What is being asked. The data below should be printed in full, exactly, and without any of its images.

The input.
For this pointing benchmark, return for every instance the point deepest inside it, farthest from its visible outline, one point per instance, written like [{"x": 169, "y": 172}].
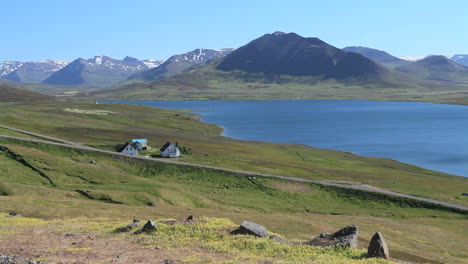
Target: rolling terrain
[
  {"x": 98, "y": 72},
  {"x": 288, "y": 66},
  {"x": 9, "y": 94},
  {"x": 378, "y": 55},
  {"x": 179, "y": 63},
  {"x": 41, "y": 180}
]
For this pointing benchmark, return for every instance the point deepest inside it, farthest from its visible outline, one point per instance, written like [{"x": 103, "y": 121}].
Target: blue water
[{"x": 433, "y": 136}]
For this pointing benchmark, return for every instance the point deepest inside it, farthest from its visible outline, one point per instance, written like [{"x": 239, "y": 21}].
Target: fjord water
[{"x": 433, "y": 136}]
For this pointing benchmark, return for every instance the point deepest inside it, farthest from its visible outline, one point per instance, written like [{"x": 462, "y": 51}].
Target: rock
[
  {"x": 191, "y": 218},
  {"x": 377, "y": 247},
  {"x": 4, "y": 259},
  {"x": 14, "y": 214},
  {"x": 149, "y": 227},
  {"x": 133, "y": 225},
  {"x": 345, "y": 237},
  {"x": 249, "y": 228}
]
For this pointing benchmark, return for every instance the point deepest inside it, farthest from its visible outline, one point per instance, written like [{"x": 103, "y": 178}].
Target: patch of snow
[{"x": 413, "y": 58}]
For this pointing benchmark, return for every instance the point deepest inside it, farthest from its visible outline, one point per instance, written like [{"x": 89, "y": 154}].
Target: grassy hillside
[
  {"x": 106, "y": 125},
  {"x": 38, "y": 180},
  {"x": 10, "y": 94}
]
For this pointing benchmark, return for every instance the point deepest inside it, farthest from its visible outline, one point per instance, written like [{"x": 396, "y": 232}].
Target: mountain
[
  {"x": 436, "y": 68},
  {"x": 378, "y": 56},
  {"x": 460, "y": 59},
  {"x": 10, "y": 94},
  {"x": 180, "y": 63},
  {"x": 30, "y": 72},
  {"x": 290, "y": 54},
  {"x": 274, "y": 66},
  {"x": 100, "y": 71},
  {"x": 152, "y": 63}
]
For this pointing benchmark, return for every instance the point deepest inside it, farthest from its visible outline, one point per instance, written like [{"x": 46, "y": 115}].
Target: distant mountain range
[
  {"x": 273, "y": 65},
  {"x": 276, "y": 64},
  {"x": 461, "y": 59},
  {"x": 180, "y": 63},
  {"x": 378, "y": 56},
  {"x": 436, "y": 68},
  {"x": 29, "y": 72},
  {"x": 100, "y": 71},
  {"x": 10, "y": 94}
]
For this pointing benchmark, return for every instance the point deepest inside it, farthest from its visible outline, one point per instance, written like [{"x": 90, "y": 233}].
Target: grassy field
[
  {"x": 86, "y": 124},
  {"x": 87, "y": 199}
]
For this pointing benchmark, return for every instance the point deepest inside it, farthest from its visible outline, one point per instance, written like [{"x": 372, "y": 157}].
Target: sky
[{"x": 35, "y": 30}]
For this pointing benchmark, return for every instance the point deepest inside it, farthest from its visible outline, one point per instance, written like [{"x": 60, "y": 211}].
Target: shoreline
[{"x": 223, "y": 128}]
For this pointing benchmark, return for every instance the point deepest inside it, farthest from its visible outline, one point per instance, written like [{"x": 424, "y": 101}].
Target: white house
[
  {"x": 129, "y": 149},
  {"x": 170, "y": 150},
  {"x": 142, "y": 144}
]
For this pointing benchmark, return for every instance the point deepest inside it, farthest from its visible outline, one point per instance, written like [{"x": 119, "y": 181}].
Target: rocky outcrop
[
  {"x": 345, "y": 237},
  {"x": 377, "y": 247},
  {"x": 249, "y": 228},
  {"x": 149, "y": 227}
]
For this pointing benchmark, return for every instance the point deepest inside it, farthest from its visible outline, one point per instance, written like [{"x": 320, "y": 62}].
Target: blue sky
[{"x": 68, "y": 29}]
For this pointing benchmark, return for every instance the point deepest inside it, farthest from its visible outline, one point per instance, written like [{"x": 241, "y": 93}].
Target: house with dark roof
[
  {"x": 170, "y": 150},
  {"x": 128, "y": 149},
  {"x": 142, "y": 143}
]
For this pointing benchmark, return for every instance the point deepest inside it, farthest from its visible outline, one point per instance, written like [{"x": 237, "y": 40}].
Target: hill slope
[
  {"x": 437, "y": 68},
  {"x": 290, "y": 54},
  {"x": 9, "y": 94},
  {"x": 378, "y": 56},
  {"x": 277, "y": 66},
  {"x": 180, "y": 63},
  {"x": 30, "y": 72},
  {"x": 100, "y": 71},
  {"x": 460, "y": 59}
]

Solved exercise.
For this pointing benchmark, return for every instance the point deepest inside it, farthest from its visible outline, one point per instance, written like [{"x": 169, "y": 172}].
Target: rolling terrain
[
  {"x": 98, "y": 72},
  {"x": 288, "y": 66},
  {"x": 9, "y": 94},
  {"x": 378, "y": 55},
  {"x": 179, "y": 63},
  {"x": 41, "y": 180}
]
For this pointing benchmark, return for every instance the point deepest inside it, farthest from its visible outline, one point per instance, written like [{"x": 103, "y": 121}].
Target: blue water
[{"x": 433, "y": 136}]
For this pointing benchmark, return for every instance the point deepest inside it, farthest from its visible outline, one point per instance, written like [{"x": 239, "y": 21}].
Target: fjord water
[{"x": 433, "y": 136}]
For this pointing benchmark, return for every instance the point deepest inside it, farthest from its visible outline, one point per instance, written like [{"x": 462, "y": 51}].
Target: rock
[
  {"x": 191, "y": 218},
  {"x": 377, "y": 247},
  {"x": 4, "y": 259},
  {"x": 14, "y": 214},
  {"x": 149, "y": 227},
  {"x": 133, "y": 225},
  {"x": 345, "y": 237},
  {"x": 249, "y": 228}
]
For this pointing benchmark, return for every instance the point deepest inside it, farthest from its visible outline, one point per instance, written like [{"x": 103, "y": 178}].
Target: patch of snow
[{"x": 413, "y": 58}]
For this pointing benchmark, return for every instance the point deepest inside it, farthest from its visible outline, one point per instance, written like [{"x": 89, "y": 154}].
Target: grassy hillside
[
  {"x": 106, "y": 125},
  {"x": 38, "y": 180},
  {"x": 10, "y": 94}
]
For this pointing benchmark, return for every instance the point deepest inside it, farthest from its visible outline, one point per instance, written like [{"x": 396, "y": 232}].
Target: mountain
[
  {"x": 436, "y": 68},
  {"x": 378, "y": 56},
  {"x": 460, "y": 59},
  {"x": 10, "y": 94},
  {"x": 180, "y": 63},
  {"x": 30, "y": 72},
  {"x": 290, "y": 54},
  {"x": 274, "y": 66},
  {"x": 100, "y": 71},
  {"x": 152, "y": 63}
]
For this pointing benchmark, return for every instance the point deepest inside it, farthest from its visible outline, one point per instance, written like [{"x": 46, "y": 115}].
Target: distant mountain range
[
  {"x": 273, "y": 65},
  {"x": 276, "y": 64},
  {"x": 461, "y": 59},
  {"x": 180, "y": 63},
  {"x": 378, "y": 56},
  {"x": 436, "y": 68},
  {"x": 29, "y": 72},
  {"x": 100, "y": 71},
  {"x": 10, "y": 94}
]
For this pointing benchmark, return for every instance the point deepest inside it, farthest from its visible outline, one point per instance, written like [{"x": 90, "y": 233}].
Target: grassy field
[
  {"x": 86, "y": 124},
  {"x": 87, "y": 199}
]
For this pointing benchmark, return for every instance the point deepest inside it, farthest from its visible outline, one point per instance, written like [{"x": 372, "y": 157}].
Target: sky
[{"x": 35, "y": 30}]
For this pointing benchmark, return for every instance the point deepest inside it, farthest from its visible outline, one point per instance, written like [{"x": 60, "y": 211}].
Target: shoreline
[{"x": 223, "y": 128}]
For this pointing benchmark, return for every instance the point deepest inside it, farthest from its visible outline, one point per instance, written like [{"x": 424, "y": 101}].
Target: white house
[
  {"x": 129, "y": 149},
  {"x": 170, "y": 150},
  {"x": 142, "y": 144}
]
For this pointing benchmark, return for every instance the point deepest inside it, farthest from its visible outline, one point per instance, written like [{"x": 119, "y": 181}].
Target: rocky outcrop
[
  {"x": 345, "y": 237},
  {"x": 377, "y": 247},
  {"x": 249, "y": 228},
  {"x": 149, "y": 227}
]
For this pointing benchmark, return for every instance the point deepest inside it, farthest from its visible outline, one point per instance, written like [{"x": 320, "y": 62}].
Target: blue sky
[{"x": 68, "y": 29}]
For this pointing benchmark, return for every instance the point deepest inside it, farthest from its visible outline, one point per instance, written like [{"x": 241, "y": 93}].
Target: house with dark roof
[
  {"x": 170, "y": 150},
  {"x": 128, "y": 149},
  {"x": 142, "y": 143}
]
For this pointing benchmark, return for every instance the point deepest inside it, farthest from its visible outline, one point per instance, written like [{"x": 237, "y": 40}].
Target: hill slope
[
  {"x": 437, "y": 68},
  {"x": 290, "y": 54},
  {"x": 9, "y": 94},
  {"x": 378, "y": 56},
  {"x": 277, "y": 66},
  {"x": 180, "y": 63},
  {"x": 30, "y": 72},
  {"x": 100, "y": 71},
  {"x": 460, "y": 59}
]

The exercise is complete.